**What this exercise asks:**
**1.** Answer these from the financial notes excerpt, each on its own line marked (a), (b), (c):
(a) What amount of SOW Three development costs was included in research and development expense for the year ended December 31, 2018?
(b) How many shares of common stock did QNAH purchase, and at what price per share?
(c) Over what period is the deferred revenue from the QNAH purchase being recognized?
**2.** Write the next part of the financial notes excerpt, following its final sentence on the revenue recognized from the QNAH consideration.
*** Excerpted passage Section Begins ***
Revenue of $3,997,346, including SOW Three Monthly Fees of $3,641,715 and SOW Three profit sharing payments of $355,631 have been included in collaborative development services revenue in the accompanying consolidated statements of operations for the year ended December 31, 2018. Costs relating to development activities conducted by the Company pursuant to SOW Three of $2,667,030 have been included in research and development expense in the accompanying consolidated statements of operations for the year ended December 31, 2018. No costs or revenue relating to SOW Three were included in the accompanying consolidated statements of operations for the year ended December 31, 2017 as SOW Three was not established until January 2018. Accounts receivable relating to SOW Three of $363,869 and $0 remained in the accompanying consolidated balance sheets as of December 31, 2018 and 2017, respectively.

QNAH Stock Purchase Agreement

Pursuant to a stock purchase agreement, entered concurrent with the Governing Agreement, QNAH, purchased 833,333 shares of the Company’s common stock on November 17, 2016 at $2.40 per share, for a total purchase price of $2.0 million.

The purchase price for the shares of common stock purchased by QNAH reflected the parties’ agreement as to the fair market value of the shares. However, the portion of the purchase price per share that exceeded the most recently reported closing price of the Company’s common stock, or $175,000 in the aggregate, was attributed to the Governing Agreement and recorded as deferred revenue. This deferred revenue is being recognized on a straight-line basis over the Governing Agreement’s five-year term. The Company recognized $35,000 and $4,375 of this consideration as revenue for the years ended December 31, 2018 and 2017, respectively.
*** Excerpted passage Section Ends ***
*** Data supplied Section Begins ***
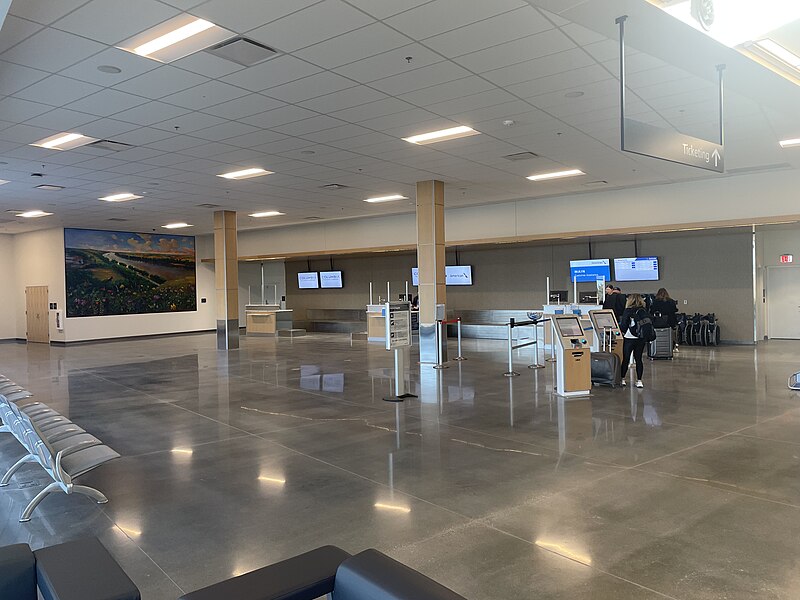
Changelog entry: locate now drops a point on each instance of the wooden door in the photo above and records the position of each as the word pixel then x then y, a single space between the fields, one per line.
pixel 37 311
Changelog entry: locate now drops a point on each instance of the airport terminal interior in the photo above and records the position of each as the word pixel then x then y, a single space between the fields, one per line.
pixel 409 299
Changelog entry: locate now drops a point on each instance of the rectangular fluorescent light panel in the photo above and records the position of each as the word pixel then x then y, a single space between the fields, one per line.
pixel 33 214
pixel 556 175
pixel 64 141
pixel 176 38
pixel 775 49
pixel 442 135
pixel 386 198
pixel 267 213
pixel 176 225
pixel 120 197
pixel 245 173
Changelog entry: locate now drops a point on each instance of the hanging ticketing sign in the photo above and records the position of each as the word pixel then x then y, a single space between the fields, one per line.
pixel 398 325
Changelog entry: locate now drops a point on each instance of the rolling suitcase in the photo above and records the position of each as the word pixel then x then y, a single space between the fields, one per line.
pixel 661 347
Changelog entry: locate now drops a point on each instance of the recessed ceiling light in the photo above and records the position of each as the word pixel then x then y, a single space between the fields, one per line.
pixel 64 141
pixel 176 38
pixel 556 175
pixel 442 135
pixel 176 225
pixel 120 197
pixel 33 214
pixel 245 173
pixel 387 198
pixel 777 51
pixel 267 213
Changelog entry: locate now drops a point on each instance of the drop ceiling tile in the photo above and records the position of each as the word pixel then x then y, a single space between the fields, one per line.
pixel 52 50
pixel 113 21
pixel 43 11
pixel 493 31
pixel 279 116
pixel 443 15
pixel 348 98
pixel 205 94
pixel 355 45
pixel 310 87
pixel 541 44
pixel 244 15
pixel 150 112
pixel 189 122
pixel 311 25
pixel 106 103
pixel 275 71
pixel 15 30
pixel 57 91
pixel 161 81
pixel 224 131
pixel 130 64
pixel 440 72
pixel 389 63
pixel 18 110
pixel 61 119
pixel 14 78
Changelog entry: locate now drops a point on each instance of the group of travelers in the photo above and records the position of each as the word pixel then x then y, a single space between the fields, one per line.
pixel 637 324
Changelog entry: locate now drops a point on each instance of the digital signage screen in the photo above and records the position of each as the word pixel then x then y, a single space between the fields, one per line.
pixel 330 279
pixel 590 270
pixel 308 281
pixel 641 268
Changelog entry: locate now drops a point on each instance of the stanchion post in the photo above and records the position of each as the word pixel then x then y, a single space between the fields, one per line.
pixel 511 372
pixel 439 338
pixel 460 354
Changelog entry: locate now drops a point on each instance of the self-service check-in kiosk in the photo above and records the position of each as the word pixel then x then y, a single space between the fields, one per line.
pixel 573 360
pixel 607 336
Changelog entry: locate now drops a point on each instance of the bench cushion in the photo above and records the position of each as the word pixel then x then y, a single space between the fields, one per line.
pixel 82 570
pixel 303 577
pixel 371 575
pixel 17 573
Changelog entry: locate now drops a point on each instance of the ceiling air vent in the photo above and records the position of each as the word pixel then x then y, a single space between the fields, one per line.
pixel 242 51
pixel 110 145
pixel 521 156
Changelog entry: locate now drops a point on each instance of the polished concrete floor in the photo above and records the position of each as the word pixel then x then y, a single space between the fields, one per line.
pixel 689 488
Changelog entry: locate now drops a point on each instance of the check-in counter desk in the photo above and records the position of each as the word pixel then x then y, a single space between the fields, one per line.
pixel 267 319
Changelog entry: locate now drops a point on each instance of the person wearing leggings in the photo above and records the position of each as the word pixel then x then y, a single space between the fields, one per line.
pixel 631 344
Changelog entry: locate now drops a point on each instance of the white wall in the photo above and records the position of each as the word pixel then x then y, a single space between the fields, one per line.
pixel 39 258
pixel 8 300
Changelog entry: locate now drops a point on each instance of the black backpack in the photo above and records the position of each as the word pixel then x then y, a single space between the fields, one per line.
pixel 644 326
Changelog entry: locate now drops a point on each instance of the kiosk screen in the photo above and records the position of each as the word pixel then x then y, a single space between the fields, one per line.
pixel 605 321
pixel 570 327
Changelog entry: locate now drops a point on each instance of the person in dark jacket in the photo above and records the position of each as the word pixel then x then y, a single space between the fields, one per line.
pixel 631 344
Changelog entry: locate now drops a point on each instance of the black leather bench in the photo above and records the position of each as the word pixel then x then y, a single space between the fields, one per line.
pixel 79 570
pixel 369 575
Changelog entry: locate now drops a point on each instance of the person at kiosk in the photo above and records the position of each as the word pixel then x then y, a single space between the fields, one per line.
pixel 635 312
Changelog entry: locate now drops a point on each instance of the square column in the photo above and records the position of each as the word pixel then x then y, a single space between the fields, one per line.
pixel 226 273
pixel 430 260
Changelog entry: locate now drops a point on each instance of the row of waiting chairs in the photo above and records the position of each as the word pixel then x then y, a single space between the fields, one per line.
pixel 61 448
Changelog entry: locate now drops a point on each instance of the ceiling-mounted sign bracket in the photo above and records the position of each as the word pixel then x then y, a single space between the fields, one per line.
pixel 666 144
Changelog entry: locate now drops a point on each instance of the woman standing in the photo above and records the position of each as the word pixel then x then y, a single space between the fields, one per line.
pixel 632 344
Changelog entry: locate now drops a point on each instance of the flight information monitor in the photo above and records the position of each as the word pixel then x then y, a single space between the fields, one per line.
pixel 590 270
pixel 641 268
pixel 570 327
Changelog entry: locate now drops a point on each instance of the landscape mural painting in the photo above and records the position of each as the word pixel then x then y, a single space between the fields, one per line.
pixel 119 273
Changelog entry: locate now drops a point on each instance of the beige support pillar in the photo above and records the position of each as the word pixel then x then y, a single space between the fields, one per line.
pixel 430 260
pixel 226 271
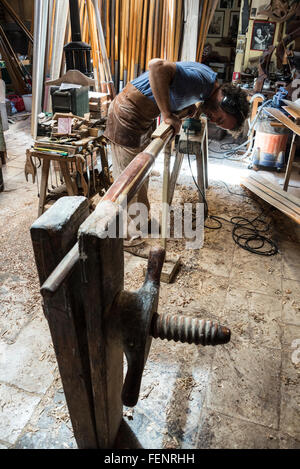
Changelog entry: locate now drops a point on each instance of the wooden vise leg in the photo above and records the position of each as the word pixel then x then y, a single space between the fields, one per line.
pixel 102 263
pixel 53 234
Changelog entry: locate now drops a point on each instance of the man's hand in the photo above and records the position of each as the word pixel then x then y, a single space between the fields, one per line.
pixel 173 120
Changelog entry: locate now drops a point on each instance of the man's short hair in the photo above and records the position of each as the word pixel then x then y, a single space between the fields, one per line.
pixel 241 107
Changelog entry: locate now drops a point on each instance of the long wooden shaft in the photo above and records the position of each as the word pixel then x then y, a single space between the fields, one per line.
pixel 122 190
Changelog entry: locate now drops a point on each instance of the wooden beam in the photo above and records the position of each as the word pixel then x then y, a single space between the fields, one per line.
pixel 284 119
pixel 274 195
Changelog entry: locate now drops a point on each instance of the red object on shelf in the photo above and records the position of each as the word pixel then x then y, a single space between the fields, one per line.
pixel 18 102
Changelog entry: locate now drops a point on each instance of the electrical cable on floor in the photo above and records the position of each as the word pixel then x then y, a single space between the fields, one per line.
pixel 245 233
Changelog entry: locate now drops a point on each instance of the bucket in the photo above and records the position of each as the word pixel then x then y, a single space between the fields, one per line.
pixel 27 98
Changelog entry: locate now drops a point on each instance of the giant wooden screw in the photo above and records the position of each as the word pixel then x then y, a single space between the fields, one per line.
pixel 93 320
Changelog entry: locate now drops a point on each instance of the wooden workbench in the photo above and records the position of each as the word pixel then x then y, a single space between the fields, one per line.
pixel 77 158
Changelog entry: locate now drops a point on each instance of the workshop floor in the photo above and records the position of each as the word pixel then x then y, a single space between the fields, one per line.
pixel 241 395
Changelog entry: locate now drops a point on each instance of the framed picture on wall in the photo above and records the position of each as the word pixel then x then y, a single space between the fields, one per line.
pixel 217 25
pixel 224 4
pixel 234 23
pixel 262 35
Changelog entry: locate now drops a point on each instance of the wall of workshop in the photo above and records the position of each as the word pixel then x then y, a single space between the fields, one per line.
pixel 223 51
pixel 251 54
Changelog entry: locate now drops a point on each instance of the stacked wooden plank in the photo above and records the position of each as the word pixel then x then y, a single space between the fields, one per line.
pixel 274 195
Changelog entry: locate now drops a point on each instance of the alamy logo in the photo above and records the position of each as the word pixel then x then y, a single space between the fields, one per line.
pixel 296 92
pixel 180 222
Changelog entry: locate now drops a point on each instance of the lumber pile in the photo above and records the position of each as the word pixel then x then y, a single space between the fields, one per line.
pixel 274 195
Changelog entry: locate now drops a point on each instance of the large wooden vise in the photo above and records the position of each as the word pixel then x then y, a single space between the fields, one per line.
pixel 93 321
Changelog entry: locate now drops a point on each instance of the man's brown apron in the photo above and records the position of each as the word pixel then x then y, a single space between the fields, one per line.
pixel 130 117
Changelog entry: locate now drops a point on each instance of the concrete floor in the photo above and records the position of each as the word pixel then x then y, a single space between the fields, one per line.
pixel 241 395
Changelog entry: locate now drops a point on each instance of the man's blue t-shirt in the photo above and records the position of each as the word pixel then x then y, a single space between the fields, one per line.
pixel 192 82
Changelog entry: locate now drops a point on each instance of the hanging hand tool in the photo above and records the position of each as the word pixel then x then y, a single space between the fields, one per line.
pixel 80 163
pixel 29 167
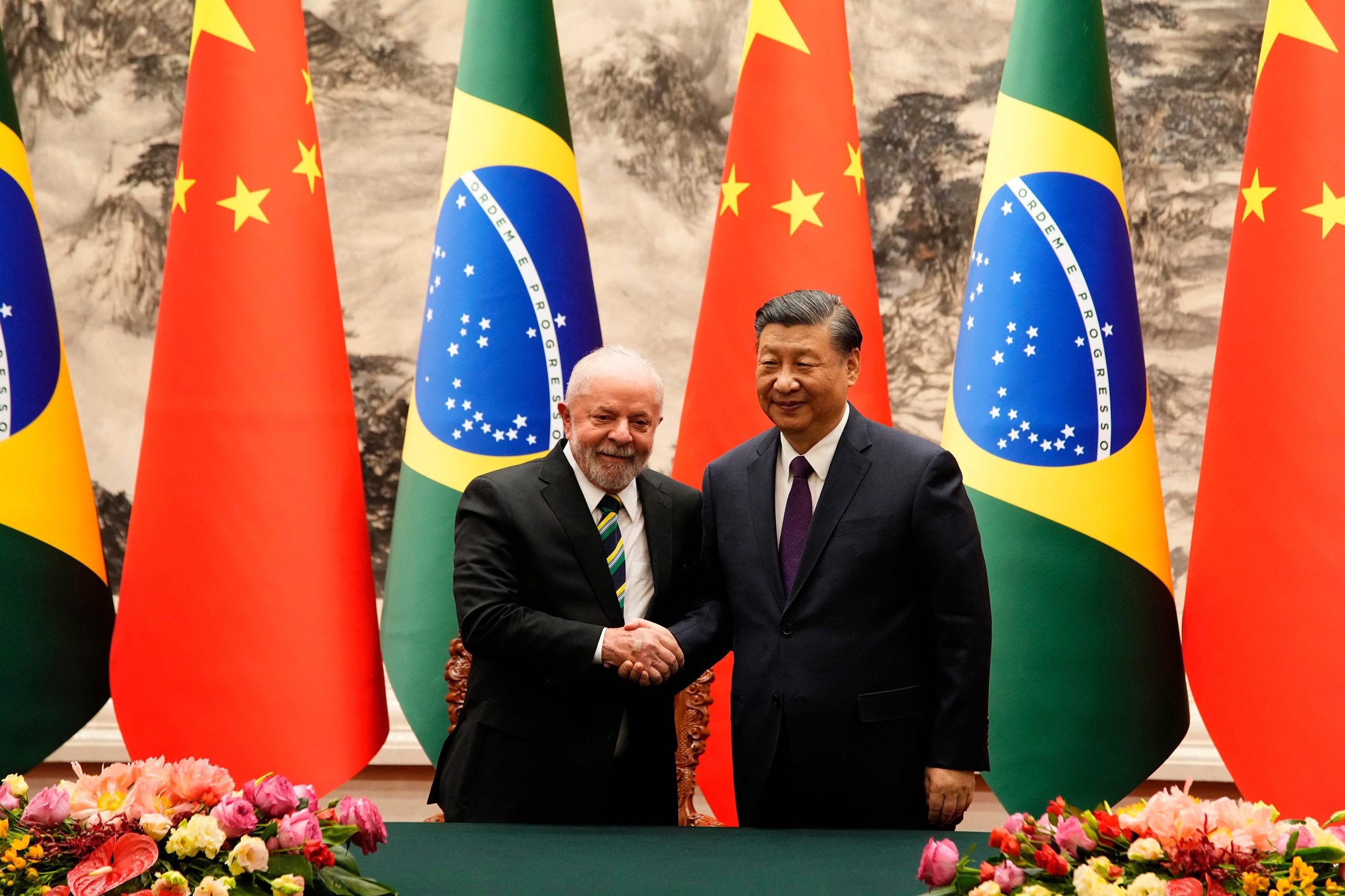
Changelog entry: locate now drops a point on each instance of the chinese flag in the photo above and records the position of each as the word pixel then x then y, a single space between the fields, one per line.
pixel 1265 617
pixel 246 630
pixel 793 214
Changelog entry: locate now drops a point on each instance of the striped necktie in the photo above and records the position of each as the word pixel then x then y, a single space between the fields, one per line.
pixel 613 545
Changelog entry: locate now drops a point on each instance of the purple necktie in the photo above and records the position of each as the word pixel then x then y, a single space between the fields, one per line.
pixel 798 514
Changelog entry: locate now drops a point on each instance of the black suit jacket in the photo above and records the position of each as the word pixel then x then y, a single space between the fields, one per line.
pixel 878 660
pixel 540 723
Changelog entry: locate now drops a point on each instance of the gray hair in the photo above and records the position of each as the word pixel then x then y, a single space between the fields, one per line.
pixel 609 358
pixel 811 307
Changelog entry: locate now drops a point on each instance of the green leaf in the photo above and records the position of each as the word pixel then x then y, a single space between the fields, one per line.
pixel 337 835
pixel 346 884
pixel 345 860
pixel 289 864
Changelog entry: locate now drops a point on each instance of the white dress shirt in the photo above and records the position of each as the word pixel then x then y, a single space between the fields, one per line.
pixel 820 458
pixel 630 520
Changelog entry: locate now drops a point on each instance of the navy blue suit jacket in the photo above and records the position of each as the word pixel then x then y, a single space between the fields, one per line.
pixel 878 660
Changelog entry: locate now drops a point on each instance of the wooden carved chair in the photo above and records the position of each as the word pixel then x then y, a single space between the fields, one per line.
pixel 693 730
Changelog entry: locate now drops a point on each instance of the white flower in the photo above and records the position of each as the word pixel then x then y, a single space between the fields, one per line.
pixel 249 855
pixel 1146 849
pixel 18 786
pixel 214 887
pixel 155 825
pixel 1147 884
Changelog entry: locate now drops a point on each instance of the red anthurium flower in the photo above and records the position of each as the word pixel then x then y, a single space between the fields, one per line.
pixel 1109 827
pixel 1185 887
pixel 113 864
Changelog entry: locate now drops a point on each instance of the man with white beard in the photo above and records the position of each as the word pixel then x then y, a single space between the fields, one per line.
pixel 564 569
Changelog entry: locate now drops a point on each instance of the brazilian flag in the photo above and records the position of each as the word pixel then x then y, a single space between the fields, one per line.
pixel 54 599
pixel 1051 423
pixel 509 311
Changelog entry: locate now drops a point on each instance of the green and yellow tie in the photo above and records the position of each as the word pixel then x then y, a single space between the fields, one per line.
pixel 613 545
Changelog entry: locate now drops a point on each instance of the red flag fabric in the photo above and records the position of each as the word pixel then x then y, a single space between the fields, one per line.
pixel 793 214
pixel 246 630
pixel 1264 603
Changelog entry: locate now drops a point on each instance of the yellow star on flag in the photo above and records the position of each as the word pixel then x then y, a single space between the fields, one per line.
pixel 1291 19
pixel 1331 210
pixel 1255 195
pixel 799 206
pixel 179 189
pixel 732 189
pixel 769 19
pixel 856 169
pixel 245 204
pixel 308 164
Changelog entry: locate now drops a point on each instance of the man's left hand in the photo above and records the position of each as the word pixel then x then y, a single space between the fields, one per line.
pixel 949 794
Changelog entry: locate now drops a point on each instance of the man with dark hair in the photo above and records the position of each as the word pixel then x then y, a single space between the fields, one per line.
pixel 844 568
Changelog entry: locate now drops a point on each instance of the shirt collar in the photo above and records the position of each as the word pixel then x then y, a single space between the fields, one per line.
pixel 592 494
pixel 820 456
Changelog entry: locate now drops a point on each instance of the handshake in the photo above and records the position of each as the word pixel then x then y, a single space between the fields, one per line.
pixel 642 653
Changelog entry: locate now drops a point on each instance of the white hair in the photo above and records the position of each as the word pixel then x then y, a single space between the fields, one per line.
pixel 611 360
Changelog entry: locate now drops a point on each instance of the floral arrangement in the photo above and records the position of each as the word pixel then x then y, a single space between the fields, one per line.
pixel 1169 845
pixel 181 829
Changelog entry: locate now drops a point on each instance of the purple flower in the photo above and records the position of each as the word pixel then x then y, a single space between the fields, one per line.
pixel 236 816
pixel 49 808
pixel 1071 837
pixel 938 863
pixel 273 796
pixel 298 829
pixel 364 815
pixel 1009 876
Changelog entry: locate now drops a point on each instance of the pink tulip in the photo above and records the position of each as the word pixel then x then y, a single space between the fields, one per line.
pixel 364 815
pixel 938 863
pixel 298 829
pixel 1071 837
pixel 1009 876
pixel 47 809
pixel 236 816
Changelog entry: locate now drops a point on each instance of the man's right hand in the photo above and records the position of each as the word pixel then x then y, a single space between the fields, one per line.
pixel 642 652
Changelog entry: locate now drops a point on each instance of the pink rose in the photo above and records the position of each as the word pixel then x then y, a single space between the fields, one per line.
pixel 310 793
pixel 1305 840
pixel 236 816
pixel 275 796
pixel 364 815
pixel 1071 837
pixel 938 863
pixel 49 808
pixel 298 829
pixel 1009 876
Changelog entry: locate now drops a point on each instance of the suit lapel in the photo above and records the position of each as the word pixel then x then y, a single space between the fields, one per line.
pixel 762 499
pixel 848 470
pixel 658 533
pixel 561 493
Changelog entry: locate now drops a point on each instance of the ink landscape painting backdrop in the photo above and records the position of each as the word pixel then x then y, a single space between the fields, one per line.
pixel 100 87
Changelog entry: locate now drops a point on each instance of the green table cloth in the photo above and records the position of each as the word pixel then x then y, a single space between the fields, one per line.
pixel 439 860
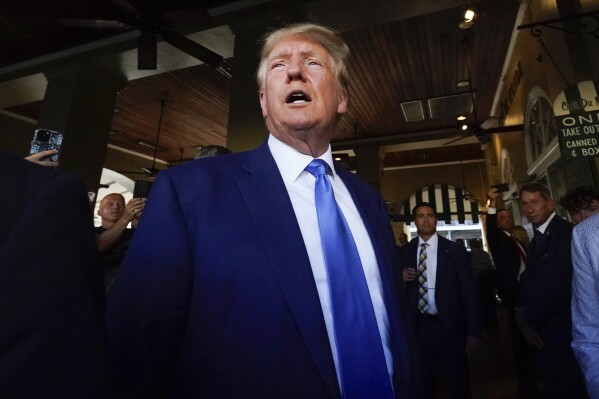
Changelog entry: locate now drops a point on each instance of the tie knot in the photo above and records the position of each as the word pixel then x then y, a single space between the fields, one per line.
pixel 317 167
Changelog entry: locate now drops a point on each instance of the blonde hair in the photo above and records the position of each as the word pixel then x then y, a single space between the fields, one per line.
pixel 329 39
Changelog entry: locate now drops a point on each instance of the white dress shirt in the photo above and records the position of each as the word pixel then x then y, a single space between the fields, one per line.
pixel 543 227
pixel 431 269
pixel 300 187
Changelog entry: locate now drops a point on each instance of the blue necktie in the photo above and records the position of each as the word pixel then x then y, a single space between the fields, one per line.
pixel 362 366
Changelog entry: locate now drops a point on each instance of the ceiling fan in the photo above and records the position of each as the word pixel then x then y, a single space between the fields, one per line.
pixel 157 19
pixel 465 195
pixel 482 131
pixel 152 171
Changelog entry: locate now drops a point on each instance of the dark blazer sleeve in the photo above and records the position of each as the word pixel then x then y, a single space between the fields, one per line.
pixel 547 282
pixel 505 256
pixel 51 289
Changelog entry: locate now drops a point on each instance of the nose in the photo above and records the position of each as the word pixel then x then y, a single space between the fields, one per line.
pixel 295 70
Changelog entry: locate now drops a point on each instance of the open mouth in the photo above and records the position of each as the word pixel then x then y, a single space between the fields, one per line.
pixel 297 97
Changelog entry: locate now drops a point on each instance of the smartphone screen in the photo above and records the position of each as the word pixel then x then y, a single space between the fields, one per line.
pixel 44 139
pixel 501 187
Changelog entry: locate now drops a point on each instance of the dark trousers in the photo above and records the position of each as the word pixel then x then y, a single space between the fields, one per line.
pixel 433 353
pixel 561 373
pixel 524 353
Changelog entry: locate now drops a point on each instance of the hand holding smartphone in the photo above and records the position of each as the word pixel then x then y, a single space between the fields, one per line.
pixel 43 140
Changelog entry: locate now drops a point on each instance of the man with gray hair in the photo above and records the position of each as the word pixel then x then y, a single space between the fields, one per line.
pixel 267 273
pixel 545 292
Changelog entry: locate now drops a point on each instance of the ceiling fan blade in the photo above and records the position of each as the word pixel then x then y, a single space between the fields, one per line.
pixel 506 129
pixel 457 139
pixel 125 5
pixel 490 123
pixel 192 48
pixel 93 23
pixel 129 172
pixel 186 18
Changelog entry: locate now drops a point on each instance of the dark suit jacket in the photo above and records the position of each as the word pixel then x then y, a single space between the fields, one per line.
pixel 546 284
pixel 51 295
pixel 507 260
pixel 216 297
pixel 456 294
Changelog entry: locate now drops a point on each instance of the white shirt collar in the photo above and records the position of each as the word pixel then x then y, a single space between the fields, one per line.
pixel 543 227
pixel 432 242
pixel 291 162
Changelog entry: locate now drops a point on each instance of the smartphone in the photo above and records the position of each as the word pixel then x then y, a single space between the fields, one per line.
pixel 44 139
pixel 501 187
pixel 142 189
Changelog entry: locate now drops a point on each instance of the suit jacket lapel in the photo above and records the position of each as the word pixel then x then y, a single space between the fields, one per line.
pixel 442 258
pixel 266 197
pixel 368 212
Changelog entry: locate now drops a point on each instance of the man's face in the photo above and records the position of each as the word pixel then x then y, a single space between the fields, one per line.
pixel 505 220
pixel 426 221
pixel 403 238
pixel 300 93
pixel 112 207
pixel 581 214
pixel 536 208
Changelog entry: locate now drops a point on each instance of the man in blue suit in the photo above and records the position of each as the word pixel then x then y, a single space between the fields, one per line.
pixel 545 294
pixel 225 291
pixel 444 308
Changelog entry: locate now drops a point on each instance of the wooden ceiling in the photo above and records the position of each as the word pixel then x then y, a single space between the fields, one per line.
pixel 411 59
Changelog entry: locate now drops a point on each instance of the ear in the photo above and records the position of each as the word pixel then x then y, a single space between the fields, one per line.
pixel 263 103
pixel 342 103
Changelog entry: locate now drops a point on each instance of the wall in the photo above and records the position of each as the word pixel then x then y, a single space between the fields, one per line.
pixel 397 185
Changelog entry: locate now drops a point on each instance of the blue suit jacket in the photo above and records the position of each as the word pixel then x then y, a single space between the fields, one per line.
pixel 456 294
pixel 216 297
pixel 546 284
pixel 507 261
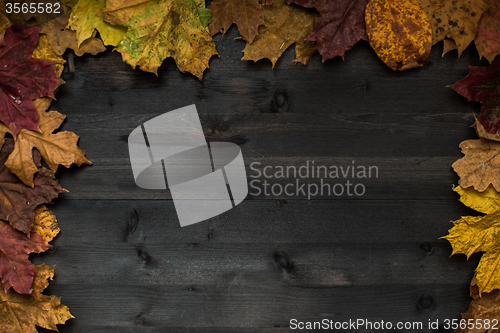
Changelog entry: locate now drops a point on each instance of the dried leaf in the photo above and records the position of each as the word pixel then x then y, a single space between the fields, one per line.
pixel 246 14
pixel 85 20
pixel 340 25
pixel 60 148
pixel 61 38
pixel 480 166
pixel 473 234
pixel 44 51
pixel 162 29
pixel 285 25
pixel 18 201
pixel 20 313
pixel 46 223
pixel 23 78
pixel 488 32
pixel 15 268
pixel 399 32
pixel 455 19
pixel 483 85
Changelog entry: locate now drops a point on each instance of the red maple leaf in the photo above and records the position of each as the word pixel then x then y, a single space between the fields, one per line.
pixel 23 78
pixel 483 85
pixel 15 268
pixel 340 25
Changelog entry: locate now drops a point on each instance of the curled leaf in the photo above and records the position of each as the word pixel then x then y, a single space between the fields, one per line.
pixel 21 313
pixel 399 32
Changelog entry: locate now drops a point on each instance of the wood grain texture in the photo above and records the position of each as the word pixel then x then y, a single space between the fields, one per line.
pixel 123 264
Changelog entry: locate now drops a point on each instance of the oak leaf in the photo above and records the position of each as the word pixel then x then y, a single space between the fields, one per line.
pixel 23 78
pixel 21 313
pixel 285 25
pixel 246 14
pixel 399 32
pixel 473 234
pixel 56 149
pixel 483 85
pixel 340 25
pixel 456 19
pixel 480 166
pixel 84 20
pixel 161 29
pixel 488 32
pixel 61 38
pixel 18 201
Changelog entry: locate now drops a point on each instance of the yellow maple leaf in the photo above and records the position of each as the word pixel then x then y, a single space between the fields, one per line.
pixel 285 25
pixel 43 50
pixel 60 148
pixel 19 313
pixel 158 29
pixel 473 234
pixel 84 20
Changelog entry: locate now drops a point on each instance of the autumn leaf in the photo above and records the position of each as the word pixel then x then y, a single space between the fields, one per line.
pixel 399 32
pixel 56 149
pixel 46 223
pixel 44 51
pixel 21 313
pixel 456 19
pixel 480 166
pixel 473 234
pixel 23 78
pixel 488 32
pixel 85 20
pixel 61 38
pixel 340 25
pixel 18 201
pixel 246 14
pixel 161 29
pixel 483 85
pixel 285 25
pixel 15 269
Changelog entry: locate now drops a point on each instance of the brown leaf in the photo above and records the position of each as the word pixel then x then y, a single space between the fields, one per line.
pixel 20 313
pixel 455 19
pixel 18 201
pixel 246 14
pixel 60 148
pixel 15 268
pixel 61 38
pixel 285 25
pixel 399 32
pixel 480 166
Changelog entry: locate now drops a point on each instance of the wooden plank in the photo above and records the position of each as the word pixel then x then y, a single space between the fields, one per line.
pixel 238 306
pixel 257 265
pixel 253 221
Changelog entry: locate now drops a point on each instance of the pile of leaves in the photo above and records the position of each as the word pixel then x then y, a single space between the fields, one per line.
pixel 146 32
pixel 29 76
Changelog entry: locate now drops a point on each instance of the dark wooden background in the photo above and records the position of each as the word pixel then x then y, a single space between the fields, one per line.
*** Data supplied Section Ends ***
**Per-task outputs:**
**1.**
(a) $2,667,030
(b) 833,333 shares at $2.40 per share
(c) On a straight-line basis over the Governing Agreement's five-year term

**2.**
The second tranche closing contemplated by the stock purchase agreement did not occur, and accordingly, QNAH did not purchase any additional shares under the stock purchase agreement. QNAH does not have, and as of December 31, 2017 did not have, any further obligation to purchase common stock under the stock purchase agreement.

QNAH Convertible Note Agreement

In October 2017, the Company issued a subordinated convertible promissory note to QNAH in the principal amount of $3.0 million against receipt of cash proceeds equal to such principal amount. The QNAH Convertible Note bears simple interest at the rate of 3.0% per annum and matures on October 26, 2020 (the “Maturity Date”). Neither interest nor principal payment are due until the Maturity Date, subject to earlier conversion. QNAH may elect to convert all or any portion of the outstanding principal balance of the Note and all unpaid accrued interest thereon at any time prior to the Maturity Date into shares of the Company’s common stock at a conversion price of $3.984 per share.

Debt issuance costs of $25,787 and $40,510 relating to the QNAH Convertible Note are being presented as a direct reduction of Convertible Note, related party – net of debt issuance costs as of December 31, 2018 and December 31, 2017, respectively. Amortization of the QNAH Convertible Note deferred financing costs was $13,454 and $1,269 for the years ended December 31, 2018 and 2017, respectively. Interest accrued on the QNAH Convertible Note for the years ended December 31, 2018 and 2017 was $90,000 and $8,630, respectively. Both amounts were included in interest expense in the accompanying consolidated statements of operations.